▶ _Stated exercise_: Give back the entire listing verbatim.

▶ _Provided data_:
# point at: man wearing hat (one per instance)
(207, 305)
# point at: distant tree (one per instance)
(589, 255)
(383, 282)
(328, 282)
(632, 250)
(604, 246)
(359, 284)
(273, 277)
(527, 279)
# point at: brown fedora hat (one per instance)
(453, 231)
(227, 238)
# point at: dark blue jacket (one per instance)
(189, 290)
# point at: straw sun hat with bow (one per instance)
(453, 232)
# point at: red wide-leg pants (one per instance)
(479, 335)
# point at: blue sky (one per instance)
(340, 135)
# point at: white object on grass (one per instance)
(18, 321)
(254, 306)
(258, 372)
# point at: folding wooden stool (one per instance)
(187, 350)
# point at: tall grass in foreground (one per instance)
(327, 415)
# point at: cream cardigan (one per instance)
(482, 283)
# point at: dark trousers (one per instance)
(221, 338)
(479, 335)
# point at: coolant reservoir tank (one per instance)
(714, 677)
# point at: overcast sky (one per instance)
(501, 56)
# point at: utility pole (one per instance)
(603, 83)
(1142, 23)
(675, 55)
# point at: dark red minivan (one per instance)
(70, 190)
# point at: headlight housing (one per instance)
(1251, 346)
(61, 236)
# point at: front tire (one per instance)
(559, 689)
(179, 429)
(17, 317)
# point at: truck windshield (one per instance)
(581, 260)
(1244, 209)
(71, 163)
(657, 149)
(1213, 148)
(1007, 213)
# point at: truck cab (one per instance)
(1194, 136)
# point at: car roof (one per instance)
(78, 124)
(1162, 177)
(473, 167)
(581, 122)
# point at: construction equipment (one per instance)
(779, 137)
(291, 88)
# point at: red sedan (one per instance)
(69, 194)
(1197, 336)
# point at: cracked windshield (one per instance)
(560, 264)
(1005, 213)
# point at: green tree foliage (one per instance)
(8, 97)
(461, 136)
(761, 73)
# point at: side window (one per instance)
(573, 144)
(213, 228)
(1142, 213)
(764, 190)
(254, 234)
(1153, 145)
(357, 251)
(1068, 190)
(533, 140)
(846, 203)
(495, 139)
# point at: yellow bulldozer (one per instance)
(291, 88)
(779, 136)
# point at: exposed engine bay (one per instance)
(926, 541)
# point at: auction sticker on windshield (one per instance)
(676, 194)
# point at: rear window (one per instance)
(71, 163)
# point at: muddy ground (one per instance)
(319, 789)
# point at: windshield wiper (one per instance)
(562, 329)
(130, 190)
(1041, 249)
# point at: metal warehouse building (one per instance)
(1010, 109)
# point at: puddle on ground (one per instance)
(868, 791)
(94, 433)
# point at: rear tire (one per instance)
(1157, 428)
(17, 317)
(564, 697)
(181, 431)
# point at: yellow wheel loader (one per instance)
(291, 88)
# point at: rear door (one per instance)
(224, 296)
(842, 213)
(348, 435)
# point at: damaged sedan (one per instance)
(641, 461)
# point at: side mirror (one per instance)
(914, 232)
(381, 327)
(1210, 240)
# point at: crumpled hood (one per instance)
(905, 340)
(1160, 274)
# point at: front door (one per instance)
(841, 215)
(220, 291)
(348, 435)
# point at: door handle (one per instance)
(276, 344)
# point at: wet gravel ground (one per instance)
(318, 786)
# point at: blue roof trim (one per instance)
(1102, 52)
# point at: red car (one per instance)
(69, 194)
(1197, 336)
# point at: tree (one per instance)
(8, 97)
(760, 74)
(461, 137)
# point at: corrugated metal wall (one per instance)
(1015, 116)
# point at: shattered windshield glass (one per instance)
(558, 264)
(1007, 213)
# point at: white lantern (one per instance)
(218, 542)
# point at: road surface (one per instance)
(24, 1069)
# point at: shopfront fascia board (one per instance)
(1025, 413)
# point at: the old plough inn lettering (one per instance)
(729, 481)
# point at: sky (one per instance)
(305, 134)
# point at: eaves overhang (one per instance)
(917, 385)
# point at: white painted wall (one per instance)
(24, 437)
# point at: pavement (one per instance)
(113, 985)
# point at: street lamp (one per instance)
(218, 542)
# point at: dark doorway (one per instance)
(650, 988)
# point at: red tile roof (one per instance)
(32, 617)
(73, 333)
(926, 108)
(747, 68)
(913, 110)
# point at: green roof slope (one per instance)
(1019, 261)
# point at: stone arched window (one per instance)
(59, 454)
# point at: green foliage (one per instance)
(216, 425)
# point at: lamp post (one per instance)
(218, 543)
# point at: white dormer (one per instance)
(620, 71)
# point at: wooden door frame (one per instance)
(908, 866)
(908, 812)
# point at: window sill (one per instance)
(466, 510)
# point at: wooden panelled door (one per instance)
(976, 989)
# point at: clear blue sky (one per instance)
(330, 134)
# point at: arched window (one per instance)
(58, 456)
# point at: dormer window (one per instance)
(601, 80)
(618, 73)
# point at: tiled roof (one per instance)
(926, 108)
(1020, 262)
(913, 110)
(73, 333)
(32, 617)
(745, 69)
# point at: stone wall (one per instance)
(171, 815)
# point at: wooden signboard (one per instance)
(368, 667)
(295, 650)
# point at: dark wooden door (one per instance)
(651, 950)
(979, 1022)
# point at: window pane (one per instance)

▶ _Result of this task_:
# point at: man wearing hat (one per instance)
(207, 305)
# point at: distant tree (one per instance)
(589, 255)
(383, 282)
(328, 282)
(632, 250)
(604, 246)
(359, 284)
(273, 277)
(527, 279)
# point at: brown fedora hat (one per instance)
(453, 231)
(227, 238)
# point at: dark blue jacket (one per instance)
(189, 290)
# point at: straw sun hat with bow (one per instance)
(453, 232)
# point at: red wide-leg pants (one per instance)
(479, 335)
# point at: blue sky (one per instance)
(340, 135)
# point at: white object on grass (one per instance)
(18, 321)
(254, 306)
(258, 372)
# point at: folding wooden stool (one per instance)
(187, 350)
# point at: tall grass in foreground (one per instance)
(327, 415)
# point at: cream cardigan (one per instance)
(482, 283)
# point at: dark trousers (one per instance)
(221, 338)
(479, 335)
# point at: coolant reservoir tank (one per instance)
(714, 677)
# point at: overcast sky (one per instance)
(501, 56)
# point at: utility pole (one per instance)
(603, 83)
(1142, 23)
(675, 55)
# point at: dark red minivan (one per instance)
(70, 190)
# point at: headlight housing (one per instance)
(1251, 346)
(61, 236)
# point at: front tire (one per instance)
(559, 689)
(179, 429)
(17, 317)
# point at: truck windshield (one per instance)
(581, 260)
(1244, 209)
(71, 163)
(657, 149)
(1213, 148)
(1007, 213)
# point at: truck cab (one per instance)
(1194, 136)
# point at: car roof (one per instance)
(78, 124)
(1162, 177)
(473, 167)
(581, 122)
# point at: construction equipment (one per instance)
(779, 137)
(291, 88)
# point at: red sedan (one per instance)
(69, 194)
(1197, 336)
# point at: cracked windshield (one per instance)
(560, 264)
(1005, 213)
# point at: green tree foliage (one per instance)
(8, 97)
(461, 136)
(761, 73)
# point at: side window (one per instance)
(573, 144)
(213, 228)
(1142, 213)
(764, 190)
(254, 234)
(1153, 145)
(357, 251)
(1068, 190)
(533, 140)
(846, 203)
(495, 139)
# point at: yellow bulldozer (one per instance)
(291, 88)
(779, 136)
# point at: exposed engine bay (one per instance)
(926, 541)
# point at: auction sticker on windshield (one per instance)
(676, 194)
# point at: rear window (one per instance)
(71, 163)
# point at: muddy ground (one per instance)
(319, 789)
# point at: windshield wiper (one per instance)
(562, 329)
(130, 190)
(1041, 249)
# point at: metal warehouse building (one per instance)
(1010, 109)
# point at: puddle on ground (one per instance)
(868, 791)
(94, 433)
# point at: rear tire (one per instance)
(1157, 428)
(17, 317)
(564, 697)
(181, 431)
# point at: yellow wheel loader (one per instance)
(291, 88)
# point at: rear door (one per instance)
(224, 296)
(842, 213)
(348, 435)
# point at: damaged sedan (one per instance)
(641, 461)
# point at: side mirror (one per instance)
(914, 232)
(381, 327)
(1210, 240)
# point at: crumpled hood (one per instance)
(905, 340)
(1160, 274)
# point at: front door (one per instance)
(841, 215)
(220, 291)
(348, 435)
# point at: door handle (one per instance)
(276, 344)
# point at: wet gravel ground (one per instance)
(318, 786)
# point at: blue roof trim (one per instance)
(1102, 52)
# point at: red car (one per instance)
(69, 194)
(1197, 336)
# point at: tree (one per instance)
(8, 97)
(760, 74)
(461, 137)
# point at: corrugated metal wall (one per instance)
(1015, 116)
# point at: shattered windshield glass (one per instance)
(558, 264)
(1007, 213)
# point at: white lantern (one per instance)
(218, 542)
# point at: road surface (one per instance)
(24, 1069)
# point at: shopfront fascia board (one per instance)
(1025, 413)
# point at: the old plough inn lettering (one per instance)
(729, 481)
# point at: sky (one per instance)
(305, 134)
# point at: eaves overhang (one per instance)
(917, 385)
# point at: white painted wall (one per instance)
(24, 437)
# point at: pavement (one per instance)
(113, 985)
# point at: street lamp (one per instance)
(218, 542)
# point at: dark doorway (one per instance)
(650, 988)
# point at: red tile roof (one per instance)
(32, 617)
(73, 333)
(926, 108)
(747, 68)
(913, 110)
# point at: green roof slope (one per instance)
(1019, 261)
# point at: stone arched window (one per instance)
(59, 454)
# point at: green foliage (one per instance)
(216, 425)
# point at: lamp post (one per instance)
(218, 543)
# point at: white dormer (one per instance)
(620, 71)
# point at: wooden door frame (one per instance)
(908, 866)
(908, 812)
# point at: window sill (one per instance)
(466, 510)
# point at: wooden panelled door (one per instance)
(976, 989)
# point at: clear blue sky (one per instance)
(330, 134)
# point at: arched window (one per instance)
(58, 456)
# point at: dormer window (one per instance)
(601, 80)
(618, 73)
# point at: tiled roof (one per instance)
(926, 108)
(1020, 262)
(913, 110)
(73, 333)
(32, 617)
(745, 69)
# point at: stone wall (one per instance)
(171, 815)
# point at: wooden signboard (one per instance)
(368, 667)
(295, 650)
# point at: dark wooden door (one per instance)
(651, 950)
(979, 1022)
# point at: window pane (one per instance)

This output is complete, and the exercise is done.